* Begin Records for this task *

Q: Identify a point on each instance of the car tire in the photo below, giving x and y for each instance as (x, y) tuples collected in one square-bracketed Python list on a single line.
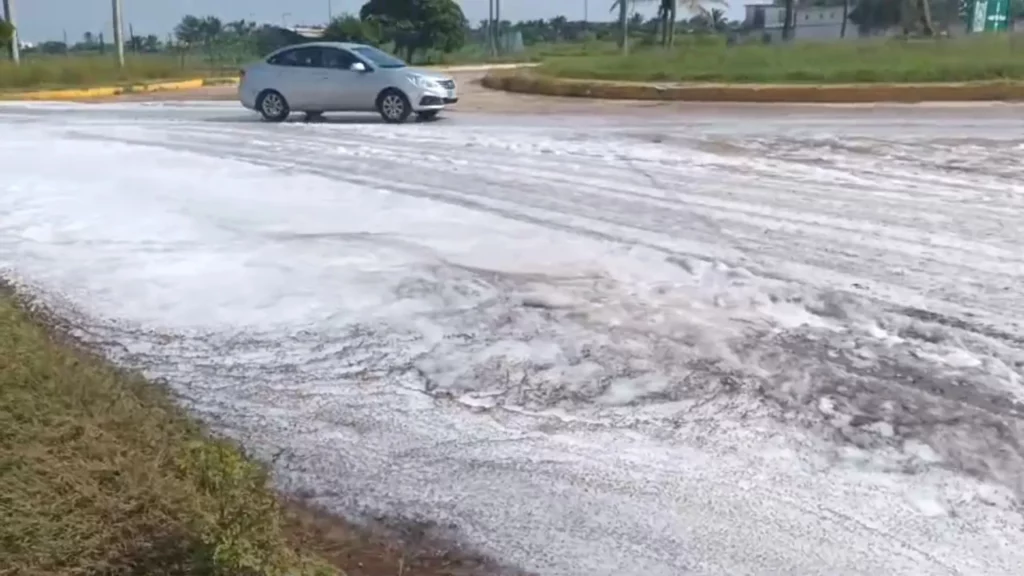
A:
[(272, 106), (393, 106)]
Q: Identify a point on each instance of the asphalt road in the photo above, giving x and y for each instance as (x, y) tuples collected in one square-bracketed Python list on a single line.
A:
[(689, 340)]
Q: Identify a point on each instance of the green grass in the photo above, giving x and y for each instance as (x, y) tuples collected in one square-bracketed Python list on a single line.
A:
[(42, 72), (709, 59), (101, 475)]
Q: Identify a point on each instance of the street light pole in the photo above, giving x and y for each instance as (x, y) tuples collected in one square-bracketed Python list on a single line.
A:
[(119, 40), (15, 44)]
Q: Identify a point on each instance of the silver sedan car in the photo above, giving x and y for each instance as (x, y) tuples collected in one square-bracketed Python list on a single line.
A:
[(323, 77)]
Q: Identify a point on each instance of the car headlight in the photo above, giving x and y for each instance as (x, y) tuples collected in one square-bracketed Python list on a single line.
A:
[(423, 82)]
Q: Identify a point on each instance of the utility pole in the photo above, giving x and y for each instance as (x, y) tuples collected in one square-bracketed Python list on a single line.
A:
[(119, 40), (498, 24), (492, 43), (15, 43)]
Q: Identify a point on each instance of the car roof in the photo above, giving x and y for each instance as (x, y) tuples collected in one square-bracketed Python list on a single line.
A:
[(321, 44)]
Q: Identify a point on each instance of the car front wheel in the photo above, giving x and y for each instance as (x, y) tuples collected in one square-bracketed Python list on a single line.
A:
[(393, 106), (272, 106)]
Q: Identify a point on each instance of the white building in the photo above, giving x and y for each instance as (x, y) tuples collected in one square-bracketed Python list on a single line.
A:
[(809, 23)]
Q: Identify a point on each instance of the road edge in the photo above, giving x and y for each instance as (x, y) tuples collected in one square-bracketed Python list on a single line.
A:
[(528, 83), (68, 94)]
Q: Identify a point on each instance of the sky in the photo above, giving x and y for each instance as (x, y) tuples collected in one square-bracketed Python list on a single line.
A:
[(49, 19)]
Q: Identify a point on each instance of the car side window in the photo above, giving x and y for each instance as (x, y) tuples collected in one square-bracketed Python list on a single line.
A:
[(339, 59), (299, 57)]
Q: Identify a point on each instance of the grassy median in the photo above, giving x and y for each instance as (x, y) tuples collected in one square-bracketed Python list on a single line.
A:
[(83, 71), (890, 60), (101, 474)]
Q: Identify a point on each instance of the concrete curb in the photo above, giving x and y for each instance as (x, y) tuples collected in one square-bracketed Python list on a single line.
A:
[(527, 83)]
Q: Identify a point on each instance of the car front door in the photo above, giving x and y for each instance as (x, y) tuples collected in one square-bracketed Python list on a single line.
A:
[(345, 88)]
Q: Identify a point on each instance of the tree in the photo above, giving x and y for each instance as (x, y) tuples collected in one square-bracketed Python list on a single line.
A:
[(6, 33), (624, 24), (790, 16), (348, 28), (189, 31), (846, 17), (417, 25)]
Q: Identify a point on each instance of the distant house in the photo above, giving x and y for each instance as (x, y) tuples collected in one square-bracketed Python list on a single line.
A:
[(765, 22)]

* End Records for this task *
* Begin Records for this task *

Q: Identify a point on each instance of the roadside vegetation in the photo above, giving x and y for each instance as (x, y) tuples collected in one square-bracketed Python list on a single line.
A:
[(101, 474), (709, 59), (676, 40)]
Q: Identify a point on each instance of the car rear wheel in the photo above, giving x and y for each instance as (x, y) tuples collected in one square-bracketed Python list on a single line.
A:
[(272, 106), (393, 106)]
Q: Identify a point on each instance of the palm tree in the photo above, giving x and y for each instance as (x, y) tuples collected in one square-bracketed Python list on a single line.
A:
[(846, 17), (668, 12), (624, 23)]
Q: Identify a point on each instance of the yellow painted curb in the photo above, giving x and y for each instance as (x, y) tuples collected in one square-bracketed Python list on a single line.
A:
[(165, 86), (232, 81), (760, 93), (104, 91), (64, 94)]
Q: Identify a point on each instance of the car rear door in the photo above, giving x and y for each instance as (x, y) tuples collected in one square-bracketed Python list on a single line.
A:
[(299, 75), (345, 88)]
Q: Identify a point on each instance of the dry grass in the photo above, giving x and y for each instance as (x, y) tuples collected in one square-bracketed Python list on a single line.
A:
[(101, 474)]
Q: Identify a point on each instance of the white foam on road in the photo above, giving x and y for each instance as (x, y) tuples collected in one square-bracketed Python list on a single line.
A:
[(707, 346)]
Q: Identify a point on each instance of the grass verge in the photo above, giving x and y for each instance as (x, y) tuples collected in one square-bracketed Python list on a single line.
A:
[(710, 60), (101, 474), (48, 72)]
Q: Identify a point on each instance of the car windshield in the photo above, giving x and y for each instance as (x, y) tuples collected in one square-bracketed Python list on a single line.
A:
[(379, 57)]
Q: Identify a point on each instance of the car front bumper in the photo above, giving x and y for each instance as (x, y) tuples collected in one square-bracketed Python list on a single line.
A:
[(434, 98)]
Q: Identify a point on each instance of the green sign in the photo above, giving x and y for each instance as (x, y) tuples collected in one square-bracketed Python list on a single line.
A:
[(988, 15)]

* End Records for this task *

* [What you need to do]: Begin at the line that contains "Q: Identify a point on each instance of the green grass" and stop after the line that contains "[(119, 40), (498, 24), (492, 43), (15, 43)]". Write out every line in that span again, shifting each x and y coordinate in the point lists by -55 and leaving all other text unchanged.

* [Result below]:
Q: Identify a point on each instance of the green grass in the photo above, giving x and y for each instance as (x, y) tuples collected in one square-bracketed Python list on a single line.
A:
[(-13, 17), (654, 4), (46, 420)]
Q: Identify a point on each instance of the street light pole in the photo above, giving x and y for each instance as (x, y) tuples collected in one square-bracketed Python list on a single line.
A:
[(64, -15), (-40, -11)]
Q: Identify a point on each instance of the silver sedan car in the photo above, giving x and y for each instance as (x, y) tuples collected in one square-bracketed Python list on a single line.
A:
[(268, 22)]
Q: Identify a point on each instance of the car headlight in the photo above, giving x and y for each instance as (x, y) tuples collected in one square-bracketed Python list on a single line.
A:
[(368, 27)]
Q: Identify a point on each instance of the utility pole in the photo above, giving x and y for each instance as (x, y) tuples collected in one square-bracketed Python list on a single line.
A:
[(64, -15), (443, -31), (437, -12), (-40, -12)]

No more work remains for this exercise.